Data extracts section start

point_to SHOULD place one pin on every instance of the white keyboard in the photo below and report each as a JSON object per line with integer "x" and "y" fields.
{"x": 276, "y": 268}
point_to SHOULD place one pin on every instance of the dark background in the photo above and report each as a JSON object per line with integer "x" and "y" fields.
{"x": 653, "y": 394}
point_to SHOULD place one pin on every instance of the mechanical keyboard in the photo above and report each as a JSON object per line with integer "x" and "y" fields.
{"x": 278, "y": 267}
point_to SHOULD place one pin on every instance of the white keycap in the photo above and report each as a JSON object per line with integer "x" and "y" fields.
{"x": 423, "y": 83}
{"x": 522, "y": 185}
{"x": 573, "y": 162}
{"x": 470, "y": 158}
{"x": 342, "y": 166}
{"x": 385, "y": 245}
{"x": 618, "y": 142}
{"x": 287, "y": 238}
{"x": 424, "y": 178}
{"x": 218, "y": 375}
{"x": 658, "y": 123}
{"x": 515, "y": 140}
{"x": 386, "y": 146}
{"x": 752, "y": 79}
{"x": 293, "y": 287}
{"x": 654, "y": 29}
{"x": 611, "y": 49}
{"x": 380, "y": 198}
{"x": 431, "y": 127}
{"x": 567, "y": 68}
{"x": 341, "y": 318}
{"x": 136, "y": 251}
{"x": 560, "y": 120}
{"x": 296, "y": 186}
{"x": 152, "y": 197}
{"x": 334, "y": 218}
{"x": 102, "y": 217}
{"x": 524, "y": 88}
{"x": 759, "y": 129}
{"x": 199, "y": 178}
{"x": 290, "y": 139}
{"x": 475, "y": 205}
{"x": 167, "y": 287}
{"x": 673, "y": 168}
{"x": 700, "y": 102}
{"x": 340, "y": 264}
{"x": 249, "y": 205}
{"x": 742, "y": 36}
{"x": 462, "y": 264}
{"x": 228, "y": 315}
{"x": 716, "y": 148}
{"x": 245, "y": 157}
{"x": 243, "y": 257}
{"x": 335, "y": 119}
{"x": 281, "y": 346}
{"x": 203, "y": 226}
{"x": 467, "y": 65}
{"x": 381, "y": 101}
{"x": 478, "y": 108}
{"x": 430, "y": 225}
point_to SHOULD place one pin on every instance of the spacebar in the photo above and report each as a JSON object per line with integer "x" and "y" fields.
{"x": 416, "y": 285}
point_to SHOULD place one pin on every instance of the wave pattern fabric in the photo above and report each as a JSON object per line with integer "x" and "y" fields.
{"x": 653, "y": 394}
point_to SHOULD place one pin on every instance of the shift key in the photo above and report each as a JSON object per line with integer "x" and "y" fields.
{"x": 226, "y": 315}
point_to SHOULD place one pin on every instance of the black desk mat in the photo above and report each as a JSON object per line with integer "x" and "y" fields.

Data extracts section end

▸ About this exercise:
Write the data above out again in full, exactly.

▸ Response:
point_to SHOULD place one pin on every instance of the white keyboard in the photo below and report each as a JSON object per line with integer "x" and "y" fields.
{"x": 276, "y": 268}
point_to SHOULD place one pin on every instance of the dark background in the photo above and report each as a JSON object per line with integer "x" and "y" fields.
{"x": 653, "y": 394}
point_to SHOULD place one pin on every instance of the mechanical keyboard in the photo above and report each as a JSON object per line with integer "x" and "y" fields.
{"x": 278, "y": 267}
point_to SHOULD place one pin on every instance of the white keycap in the photo above and report each as a JSON object per line with integer "x" and "y" fields.
{"x": 423, "y": 83}
{"x": 522, "y": 185}
{"x": 573, "y": 162}
{"x": 470, "y": 158}
{"x": 342, "y": 166}
{"x": 385, "y": 245}
{"x": 618, "y": 142}
{"x": 287, "y": 238}
{"x": 424, "y": 178}
{"x": 218, "y": 375}
{"x": 658, "y": 123}
{"x": 515, "y": 140}
{"x": 386, "y": 146}
{"x": 752, "y": 79}
{"x": 293, "y": 287}
{"x": 654, "y": 29}
{"x": 611, "y": 49}
{"x": 380, "y": 198}
{"x": 431, "y": 127}
{"x": 567, "y": 68}
{"x": 341, "y": 318}
{"x": 136, "y": 251}
{"x": 560, "y": 120}
{"x": 296, "y": 186}
{"x": 152, "y": 197}
{"x": 334, "y": 218}
{"x": 102, "y": 217}
{"x": 524, "y": 88}
{"x": 759, "y": 129}
{"x": 199, "y": 178}
{"x": 290, "y": 139}
{"x": 475, "y": 205}
{"x": 167, "y": 287}
{"x": 673, "y": 168}
{"x": 700, "y": 102}
{"x": 340, "y": 264}
{"x": 249, "y": 205}
{"x": 742, "y": 36}
{"x": 462, "y": 264}
{"x": 228, "y": 315}
{"x": 716, "y": 148}
{"x": 245, "y": 157}
{"x": 243, "y": 257}
{"x": 335, "y": 119}
{"x": 281, "y": 346}
{"x": 203, "y": 226}
{"x": 467, "y": 65}
{"x": 381, "y": 101}
{"x": 478, "y": 108}
{"x": 430, "y": 225}
point_to SHOULD place one pin on every instance of the spacebar in the photo above and report each as a JSON object per line with integer "x" and "y" fields.
{"x": 416, "y": 285}
point_to SHOULD place one pin on every instance of the wave pattern fabric in the photo above and report each as a JSON object per line with integer "x" and "y" fields.
{"x": 653, "y": 394}
point_to SHOULD place one pin on every instance of the shift key in the photo above and report each as a JSON object per line with integer "x" and "y" fields.
{"x": 226, "y": 315}
point_to SHOULD place one pin on every instance of the black desk mat in the photo above and report each as a JSON object per line with integer "x" and "y" fields.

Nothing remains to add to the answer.